Provided entries:

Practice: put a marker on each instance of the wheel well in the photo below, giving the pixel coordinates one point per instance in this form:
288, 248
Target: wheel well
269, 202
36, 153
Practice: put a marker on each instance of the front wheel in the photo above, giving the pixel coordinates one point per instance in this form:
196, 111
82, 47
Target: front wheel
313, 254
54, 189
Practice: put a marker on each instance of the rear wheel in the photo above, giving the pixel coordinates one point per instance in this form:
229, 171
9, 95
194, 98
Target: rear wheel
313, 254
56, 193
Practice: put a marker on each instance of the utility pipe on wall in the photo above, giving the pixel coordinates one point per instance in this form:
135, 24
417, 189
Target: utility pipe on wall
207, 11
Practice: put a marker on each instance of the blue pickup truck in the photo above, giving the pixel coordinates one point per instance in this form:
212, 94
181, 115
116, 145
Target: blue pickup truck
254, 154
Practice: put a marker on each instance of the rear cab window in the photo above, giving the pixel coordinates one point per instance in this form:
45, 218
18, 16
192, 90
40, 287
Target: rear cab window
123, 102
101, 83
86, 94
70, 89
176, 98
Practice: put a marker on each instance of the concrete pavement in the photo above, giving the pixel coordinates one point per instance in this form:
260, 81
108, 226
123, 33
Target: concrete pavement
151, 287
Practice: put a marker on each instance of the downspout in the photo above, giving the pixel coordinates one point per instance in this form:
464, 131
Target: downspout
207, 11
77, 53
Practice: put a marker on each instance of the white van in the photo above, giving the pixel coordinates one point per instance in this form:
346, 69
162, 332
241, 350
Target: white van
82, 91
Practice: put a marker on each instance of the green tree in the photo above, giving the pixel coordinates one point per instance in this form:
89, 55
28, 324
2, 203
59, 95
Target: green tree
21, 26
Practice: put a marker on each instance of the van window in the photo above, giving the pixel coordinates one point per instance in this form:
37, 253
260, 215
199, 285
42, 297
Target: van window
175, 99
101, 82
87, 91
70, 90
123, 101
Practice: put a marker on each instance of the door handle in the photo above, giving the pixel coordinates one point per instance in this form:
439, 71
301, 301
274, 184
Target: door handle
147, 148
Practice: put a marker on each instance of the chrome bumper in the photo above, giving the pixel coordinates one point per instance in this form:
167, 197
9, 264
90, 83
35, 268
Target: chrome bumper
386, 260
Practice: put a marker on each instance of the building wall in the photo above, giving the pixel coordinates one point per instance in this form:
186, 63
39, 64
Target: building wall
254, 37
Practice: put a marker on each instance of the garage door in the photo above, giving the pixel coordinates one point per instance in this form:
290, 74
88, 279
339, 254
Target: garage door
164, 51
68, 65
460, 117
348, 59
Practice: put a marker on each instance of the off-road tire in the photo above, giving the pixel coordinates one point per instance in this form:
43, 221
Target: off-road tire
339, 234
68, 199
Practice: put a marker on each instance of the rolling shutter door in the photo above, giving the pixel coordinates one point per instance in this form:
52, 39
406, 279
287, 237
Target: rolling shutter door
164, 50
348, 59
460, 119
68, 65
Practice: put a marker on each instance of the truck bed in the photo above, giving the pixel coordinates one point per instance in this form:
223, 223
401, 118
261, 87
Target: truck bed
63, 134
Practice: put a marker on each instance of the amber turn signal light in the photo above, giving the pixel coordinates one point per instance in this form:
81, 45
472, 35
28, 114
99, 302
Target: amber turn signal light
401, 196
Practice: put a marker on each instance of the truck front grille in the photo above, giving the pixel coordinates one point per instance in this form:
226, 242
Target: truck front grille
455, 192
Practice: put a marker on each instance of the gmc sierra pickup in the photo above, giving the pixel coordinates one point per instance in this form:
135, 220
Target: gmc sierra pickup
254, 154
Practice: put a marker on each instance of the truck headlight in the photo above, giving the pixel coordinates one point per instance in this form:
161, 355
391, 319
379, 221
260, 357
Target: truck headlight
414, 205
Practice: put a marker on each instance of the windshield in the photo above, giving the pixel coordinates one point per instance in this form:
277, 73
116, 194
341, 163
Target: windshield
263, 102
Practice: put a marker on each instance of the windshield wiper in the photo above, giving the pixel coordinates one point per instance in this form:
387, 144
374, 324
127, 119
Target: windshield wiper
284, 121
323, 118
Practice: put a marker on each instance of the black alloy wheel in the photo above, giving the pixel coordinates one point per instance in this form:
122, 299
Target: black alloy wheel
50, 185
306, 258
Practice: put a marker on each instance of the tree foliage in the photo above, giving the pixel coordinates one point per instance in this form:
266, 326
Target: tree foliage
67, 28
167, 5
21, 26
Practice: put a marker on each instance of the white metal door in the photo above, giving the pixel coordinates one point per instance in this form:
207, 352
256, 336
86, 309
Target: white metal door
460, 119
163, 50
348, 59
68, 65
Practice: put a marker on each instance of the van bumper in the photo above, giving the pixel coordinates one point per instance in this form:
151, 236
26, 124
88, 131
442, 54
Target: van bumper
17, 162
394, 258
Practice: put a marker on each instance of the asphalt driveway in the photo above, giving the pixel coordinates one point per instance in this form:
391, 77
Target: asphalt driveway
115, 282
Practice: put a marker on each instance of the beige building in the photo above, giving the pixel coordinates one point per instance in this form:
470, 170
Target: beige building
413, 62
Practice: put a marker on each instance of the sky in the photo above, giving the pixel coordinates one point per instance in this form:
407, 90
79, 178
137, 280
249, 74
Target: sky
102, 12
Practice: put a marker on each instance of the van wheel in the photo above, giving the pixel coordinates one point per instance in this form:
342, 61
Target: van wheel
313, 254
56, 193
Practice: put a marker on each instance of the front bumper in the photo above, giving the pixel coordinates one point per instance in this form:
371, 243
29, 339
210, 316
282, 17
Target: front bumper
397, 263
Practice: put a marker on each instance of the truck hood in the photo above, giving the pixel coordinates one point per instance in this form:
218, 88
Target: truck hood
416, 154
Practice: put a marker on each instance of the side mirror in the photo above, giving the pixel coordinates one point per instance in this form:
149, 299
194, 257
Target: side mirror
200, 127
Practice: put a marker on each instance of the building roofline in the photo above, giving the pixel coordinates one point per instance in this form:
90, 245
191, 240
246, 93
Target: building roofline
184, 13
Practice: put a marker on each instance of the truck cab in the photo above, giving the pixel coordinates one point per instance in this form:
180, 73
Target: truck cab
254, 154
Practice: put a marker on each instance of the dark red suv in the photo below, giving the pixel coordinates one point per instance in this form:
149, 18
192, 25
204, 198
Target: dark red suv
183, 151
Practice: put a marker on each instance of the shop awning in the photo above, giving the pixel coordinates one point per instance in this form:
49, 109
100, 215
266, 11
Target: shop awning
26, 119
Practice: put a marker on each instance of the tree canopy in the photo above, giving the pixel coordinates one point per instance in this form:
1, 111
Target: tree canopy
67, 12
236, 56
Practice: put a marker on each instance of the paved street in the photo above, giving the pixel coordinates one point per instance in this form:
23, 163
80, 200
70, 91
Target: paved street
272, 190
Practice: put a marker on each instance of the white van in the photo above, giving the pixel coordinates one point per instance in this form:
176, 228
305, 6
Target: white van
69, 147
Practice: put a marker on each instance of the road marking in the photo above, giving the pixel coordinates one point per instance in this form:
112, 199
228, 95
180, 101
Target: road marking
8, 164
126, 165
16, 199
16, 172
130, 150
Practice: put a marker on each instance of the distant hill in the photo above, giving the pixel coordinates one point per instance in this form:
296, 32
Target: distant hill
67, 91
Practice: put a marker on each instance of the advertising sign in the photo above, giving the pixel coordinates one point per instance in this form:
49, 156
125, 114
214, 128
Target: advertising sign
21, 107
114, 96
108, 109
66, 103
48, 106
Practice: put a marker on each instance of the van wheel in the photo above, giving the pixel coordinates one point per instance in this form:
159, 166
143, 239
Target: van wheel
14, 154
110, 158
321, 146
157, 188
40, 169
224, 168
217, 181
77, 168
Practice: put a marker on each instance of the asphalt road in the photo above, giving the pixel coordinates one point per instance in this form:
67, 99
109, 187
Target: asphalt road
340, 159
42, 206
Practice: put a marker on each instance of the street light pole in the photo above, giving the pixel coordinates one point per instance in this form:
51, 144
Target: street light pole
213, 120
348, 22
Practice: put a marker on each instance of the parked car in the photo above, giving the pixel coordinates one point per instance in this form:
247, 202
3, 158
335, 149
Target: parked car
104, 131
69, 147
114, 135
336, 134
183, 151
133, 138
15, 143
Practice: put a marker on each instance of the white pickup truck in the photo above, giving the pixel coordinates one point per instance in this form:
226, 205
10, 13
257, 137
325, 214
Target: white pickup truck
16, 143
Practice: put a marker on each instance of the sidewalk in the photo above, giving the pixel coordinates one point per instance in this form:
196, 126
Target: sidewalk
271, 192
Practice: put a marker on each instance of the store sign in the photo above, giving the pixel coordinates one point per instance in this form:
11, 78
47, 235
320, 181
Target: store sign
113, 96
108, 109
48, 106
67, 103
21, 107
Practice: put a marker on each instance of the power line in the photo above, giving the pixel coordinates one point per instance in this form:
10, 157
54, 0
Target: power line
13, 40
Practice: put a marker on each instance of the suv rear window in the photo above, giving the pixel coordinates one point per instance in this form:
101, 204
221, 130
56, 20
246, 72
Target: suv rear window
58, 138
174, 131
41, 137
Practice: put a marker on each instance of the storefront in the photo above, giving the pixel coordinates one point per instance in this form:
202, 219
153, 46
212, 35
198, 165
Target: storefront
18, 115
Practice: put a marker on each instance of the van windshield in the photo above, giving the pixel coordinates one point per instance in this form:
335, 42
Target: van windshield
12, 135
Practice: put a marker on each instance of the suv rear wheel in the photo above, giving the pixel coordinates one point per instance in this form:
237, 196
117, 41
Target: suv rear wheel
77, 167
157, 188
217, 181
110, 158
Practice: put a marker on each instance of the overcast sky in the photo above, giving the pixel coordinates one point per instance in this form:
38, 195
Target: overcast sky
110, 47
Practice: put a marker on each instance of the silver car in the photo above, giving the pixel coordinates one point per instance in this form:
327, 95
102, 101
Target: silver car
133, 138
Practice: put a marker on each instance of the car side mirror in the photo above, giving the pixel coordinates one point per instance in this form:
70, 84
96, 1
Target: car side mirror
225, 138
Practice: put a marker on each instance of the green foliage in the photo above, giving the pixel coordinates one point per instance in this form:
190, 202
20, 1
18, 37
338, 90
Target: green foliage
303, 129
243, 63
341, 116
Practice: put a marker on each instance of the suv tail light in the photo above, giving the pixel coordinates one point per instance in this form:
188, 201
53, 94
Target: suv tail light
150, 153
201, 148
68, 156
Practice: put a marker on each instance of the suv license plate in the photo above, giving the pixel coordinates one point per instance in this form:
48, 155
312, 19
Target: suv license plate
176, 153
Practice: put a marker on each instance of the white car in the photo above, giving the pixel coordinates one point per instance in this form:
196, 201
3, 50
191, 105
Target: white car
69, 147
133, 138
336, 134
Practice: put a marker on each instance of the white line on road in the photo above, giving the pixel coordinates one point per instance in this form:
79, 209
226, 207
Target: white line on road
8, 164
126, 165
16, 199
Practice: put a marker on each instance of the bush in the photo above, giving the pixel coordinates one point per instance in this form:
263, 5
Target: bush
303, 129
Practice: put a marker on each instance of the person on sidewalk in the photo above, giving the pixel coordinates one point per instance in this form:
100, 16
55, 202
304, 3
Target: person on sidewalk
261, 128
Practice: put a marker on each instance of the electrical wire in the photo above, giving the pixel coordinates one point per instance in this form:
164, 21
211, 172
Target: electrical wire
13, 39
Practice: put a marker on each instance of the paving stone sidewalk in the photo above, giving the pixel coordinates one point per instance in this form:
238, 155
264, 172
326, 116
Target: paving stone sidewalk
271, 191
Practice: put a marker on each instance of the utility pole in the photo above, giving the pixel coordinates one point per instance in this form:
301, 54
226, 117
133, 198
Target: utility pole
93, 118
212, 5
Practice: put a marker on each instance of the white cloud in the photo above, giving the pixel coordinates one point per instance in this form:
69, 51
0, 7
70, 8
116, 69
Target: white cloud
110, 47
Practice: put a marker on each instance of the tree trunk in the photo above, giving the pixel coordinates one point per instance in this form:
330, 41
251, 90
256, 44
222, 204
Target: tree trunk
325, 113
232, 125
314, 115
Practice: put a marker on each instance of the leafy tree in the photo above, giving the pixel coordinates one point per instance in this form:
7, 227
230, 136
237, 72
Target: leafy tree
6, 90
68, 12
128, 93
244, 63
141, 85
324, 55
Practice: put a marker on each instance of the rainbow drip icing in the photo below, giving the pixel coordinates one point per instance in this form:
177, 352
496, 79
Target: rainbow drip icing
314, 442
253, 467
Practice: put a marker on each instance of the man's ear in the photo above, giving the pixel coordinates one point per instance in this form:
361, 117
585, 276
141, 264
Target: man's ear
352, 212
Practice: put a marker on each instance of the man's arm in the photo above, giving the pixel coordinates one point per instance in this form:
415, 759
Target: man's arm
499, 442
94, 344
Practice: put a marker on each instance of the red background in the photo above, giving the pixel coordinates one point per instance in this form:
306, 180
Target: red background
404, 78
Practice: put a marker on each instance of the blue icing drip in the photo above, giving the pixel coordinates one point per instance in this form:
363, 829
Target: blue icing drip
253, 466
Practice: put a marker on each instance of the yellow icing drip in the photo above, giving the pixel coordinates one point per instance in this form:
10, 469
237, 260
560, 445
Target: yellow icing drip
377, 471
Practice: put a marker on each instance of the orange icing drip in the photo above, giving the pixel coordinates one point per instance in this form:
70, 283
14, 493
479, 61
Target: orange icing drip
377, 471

Exercise description: Give the number of lines above that contain "below", and nothing more.

Task output: 3